**SET EXERCISE:**
Write out every line of the listing below word for word, without any changes.

═════ MATERIAL

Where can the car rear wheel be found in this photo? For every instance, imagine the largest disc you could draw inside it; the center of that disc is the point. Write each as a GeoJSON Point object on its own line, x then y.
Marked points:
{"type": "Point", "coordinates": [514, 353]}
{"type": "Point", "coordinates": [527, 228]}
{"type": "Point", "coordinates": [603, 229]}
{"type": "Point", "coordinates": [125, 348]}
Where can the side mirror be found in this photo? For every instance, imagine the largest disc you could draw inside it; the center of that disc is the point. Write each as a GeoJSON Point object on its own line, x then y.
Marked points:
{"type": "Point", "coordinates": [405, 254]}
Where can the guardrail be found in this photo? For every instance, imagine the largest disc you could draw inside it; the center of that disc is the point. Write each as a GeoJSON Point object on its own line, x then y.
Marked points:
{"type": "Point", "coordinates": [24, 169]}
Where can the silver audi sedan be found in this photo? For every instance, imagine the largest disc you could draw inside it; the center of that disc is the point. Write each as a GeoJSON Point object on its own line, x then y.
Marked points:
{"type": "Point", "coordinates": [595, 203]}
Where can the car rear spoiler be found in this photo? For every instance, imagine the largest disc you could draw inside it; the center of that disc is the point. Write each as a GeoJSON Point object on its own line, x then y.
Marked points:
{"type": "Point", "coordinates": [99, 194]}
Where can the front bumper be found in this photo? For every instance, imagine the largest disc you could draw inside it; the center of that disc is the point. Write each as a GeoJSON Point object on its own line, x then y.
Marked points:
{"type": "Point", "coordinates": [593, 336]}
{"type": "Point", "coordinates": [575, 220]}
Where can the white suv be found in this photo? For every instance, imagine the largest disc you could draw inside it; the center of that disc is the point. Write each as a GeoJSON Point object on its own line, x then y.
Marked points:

══════════

**TASK SOLUTION:**
Where can the car rear wheel be found in this photo? For every instance, imagine the largest disc you could draw inside it; the center of that disc is the point. Write each as a GeoJSON Point object on its own line, x then y.
Marked points:
{"type": "Point", "coordinates": [514, 353]}
{"type": "Point", "coordinates": [527, 228]}
{"type": "Point", "coordinates": [603, 229]}
{"type": "Point", "coordinates": [125, 348]}
Where can the side mirror be found in this photo? For every instance, imagine the largest disc you could draw inside it; the center of that disc is the point. Write each as a GeoJSON Point object on its own line, x then y.
Marked points:
{"type": "Point", "coordinates": [405, 254]}
Where can the guardrail be found in this photo? For every instance, imagine the largest disc you could draw inside it; the center of that disc is the point. Write each as a GeoJSON Point object on its own line, x then y.
Marked points:
{"type": "Point", "coordinates": [24, 169]}
Where can the silver audi sedan be found in this photo? For every instance, imagine the largest disc you could draw inside it; the center of that disc is the point. Write each as a GeoJSON Point object on its own line, x then y.
Marked points:
{"type": "Point", "coordinates": [595, 203]}
Where can the car rear spoiler be found in this photo? For every instance, imagine the largest disc you could draw inside it; the center of that disc is the point. Write each as a GeoJSON Point object on its own line, x then y.
Marked points:
{"type": "Point", "coordinates": [99, 194]}
Where can the front bumper be found in this photo? For every instance, imagine the largest disc you could draw inside it; the center of that disc is the point. Write each as a GeoJSON Point object on its own line, x then y.
Marked points:
{"type": "Point", "coordinates": [593, 336]}
{"type": "Point", "coordinates": [575, 220]}
Where can the white suv be found in this photo? For every instance, imagine the largest disc you could draw inside it; the center of that disc is the point. Write each as a GeoJSON Point object on its own line, x then y.
Marked points:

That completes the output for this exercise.